- _What this task involves_
Read the lines below, and copy any that contain the string "structure".

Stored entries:
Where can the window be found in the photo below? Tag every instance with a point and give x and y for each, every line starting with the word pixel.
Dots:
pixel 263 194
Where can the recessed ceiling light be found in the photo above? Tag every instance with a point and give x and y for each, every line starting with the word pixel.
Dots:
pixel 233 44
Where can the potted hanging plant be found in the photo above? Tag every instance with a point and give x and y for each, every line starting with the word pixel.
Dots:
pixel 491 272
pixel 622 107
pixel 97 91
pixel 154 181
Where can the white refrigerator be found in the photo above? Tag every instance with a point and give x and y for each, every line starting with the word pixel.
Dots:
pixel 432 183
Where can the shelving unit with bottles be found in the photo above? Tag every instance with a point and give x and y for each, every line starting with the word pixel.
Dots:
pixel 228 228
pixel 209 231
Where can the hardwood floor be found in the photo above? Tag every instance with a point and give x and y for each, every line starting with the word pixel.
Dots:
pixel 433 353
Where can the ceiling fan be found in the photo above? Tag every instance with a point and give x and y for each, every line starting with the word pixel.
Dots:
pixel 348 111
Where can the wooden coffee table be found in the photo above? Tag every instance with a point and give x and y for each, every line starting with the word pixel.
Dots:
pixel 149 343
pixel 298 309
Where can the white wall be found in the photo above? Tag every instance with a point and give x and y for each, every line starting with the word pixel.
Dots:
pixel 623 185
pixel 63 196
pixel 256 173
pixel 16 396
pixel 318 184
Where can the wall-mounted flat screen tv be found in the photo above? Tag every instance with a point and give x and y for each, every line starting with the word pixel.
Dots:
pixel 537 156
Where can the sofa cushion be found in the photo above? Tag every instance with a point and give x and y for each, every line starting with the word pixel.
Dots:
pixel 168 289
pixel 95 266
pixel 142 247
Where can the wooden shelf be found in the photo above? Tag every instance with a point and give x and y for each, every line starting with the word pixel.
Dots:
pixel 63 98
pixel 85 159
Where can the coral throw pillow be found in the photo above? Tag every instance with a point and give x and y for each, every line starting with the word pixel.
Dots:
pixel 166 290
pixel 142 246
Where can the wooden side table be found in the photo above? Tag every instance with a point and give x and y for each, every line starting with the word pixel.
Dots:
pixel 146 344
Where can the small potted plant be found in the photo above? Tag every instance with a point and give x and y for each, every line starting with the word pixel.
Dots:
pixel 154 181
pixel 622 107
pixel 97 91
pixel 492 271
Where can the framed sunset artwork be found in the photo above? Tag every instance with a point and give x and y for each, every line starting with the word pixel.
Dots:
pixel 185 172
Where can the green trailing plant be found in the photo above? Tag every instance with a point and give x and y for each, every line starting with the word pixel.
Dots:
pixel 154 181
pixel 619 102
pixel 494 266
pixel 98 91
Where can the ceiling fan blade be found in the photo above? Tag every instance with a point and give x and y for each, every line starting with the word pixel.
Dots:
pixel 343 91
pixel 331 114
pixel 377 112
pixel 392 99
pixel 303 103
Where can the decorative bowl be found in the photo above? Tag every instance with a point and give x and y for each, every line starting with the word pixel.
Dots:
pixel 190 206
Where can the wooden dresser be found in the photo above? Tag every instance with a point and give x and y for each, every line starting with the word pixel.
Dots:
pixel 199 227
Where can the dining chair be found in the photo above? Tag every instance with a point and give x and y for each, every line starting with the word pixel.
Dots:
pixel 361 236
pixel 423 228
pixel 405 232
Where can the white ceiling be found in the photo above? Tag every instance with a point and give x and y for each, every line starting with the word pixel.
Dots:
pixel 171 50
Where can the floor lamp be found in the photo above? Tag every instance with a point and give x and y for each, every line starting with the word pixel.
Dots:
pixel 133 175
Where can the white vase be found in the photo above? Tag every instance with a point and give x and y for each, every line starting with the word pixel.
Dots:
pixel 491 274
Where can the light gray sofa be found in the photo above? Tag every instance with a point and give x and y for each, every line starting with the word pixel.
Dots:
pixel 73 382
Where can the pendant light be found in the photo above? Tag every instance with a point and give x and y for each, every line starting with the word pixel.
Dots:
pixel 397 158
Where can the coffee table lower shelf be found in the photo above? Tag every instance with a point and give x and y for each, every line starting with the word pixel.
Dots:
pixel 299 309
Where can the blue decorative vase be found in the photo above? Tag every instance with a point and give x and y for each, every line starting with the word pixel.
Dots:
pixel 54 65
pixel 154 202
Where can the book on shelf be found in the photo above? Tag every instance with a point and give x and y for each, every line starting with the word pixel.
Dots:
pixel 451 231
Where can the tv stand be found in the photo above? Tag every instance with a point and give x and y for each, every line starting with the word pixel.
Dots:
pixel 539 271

--

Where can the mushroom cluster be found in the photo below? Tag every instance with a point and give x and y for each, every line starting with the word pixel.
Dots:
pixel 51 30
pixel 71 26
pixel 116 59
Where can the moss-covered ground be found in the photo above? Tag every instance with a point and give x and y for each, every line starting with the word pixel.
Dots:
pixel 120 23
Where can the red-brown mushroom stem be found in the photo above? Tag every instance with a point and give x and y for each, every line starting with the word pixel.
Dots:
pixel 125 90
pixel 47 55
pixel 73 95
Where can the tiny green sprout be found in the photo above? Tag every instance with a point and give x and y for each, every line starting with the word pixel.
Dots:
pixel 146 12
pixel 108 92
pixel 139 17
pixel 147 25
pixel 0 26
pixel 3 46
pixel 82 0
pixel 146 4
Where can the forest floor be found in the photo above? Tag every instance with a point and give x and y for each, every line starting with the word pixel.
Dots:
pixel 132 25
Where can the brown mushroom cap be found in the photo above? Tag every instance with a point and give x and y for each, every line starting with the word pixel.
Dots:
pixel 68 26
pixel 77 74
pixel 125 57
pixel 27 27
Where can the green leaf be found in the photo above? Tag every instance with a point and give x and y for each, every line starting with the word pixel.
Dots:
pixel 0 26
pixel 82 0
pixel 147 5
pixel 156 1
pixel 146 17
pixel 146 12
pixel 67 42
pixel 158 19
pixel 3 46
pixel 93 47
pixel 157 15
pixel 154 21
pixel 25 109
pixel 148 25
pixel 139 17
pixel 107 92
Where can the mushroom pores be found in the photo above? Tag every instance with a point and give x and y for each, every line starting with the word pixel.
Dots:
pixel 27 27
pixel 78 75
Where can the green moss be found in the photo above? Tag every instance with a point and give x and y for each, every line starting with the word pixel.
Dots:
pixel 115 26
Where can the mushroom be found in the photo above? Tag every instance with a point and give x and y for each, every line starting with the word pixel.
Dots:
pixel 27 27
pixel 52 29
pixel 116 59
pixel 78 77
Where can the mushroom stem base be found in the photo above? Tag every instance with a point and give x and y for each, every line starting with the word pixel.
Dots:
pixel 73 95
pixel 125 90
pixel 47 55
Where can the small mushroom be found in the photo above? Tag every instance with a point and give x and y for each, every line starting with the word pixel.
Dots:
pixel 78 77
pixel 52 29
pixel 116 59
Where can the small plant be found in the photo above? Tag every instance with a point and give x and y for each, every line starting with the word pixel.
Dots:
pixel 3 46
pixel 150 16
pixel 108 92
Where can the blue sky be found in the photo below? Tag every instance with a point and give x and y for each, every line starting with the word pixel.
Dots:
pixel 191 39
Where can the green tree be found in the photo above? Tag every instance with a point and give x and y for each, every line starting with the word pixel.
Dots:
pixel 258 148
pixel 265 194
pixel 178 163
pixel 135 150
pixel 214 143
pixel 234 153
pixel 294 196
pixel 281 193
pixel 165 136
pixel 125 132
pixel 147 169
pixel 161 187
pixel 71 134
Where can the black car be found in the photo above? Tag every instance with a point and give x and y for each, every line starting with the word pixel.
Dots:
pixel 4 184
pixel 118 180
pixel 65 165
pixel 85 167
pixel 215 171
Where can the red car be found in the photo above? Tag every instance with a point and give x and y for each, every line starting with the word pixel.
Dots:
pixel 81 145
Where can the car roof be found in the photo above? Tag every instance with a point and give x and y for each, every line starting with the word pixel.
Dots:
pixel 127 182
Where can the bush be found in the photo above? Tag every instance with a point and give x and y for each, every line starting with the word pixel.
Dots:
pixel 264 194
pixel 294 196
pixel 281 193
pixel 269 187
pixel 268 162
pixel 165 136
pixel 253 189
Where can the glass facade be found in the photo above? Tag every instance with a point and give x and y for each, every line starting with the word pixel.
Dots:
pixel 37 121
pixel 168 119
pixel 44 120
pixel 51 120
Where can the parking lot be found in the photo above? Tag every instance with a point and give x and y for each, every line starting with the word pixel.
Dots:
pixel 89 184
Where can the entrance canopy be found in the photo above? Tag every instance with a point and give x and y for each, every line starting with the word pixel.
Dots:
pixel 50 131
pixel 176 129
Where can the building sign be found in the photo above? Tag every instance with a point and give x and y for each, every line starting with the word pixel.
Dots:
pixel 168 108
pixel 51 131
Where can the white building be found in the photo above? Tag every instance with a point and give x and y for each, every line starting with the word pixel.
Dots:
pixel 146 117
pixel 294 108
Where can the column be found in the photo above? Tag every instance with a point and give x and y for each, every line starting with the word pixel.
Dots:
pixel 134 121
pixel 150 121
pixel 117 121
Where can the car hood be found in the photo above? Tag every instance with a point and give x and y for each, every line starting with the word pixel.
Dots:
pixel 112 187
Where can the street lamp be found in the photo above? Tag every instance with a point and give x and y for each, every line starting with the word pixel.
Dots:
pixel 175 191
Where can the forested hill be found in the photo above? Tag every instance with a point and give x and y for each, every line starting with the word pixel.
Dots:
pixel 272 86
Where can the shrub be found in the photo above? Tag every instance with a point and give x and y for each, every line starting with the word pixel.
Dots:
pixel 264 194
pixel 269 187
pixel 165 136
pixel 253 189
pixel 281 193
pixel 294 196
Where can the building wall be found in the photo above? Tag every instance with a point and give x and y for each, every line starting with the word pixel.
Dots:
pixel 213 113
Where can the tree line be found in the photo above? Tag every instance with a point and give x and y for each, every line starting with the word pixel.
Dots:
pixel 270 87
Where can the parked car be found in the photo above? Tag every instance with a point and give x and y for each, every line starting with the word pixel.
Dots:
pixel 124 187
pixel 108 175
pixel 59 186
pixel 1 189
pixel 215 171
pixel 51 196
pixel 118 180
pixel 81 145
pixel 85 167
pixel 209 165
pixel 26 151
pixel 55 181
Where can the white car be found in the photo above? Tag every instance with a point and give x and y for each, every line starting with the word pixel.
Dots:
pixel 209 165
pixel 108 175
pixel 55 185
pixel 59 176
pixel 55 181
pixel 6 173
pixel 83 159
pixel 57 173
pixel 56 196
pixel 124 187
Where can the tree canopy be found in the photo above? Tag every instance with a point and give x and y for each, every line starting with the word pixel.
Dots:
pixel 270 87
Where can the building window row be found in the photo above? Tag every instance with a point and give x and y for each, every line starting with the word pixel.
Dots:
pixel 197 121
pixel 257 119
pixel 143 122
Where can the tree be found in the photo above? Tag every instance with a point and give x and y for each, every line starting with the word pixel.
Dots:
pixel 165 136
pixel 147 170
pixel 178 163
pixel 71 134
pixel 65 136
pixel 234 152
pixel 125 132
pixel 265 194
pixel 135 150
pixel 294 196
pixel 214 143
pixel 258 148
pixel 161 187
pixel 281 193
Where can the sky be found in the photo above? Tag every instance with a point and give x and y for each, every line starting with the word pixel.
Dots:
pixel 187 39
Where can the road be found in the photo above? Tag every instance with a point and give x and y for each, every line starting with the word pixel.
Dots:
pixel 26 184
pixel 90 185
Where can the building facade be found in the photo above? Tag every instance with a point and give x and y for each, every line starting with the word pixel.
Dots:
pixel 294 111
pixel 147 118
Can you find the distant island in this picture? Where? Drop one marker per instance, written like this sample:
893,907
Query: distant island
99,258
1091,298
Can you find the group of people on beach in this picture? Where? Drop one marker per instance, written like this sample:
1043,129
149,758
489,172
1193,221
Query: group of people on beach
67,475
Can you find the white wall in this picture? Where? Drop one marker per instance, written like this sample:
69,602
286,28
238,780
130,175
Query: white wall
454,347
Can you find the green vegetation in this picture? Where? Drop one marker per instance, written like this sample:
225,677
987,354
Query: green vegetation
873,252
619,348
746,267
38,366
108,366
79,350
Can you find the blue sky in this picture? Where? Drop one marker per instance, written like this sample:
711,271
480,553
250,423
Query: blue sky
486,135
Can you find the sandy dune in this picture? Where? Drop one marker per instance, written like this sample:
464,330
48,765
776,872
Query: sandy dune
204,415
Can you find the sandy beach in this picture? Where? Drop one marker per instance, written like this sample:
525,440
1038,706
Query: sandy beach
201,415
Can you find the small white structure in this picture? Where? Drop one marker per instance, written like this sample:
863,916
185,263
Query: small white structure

- _Output for this task_
Can you find the small white structure in this picture? Where? Drop one marker per instance, written like this sample:
Query: small white structure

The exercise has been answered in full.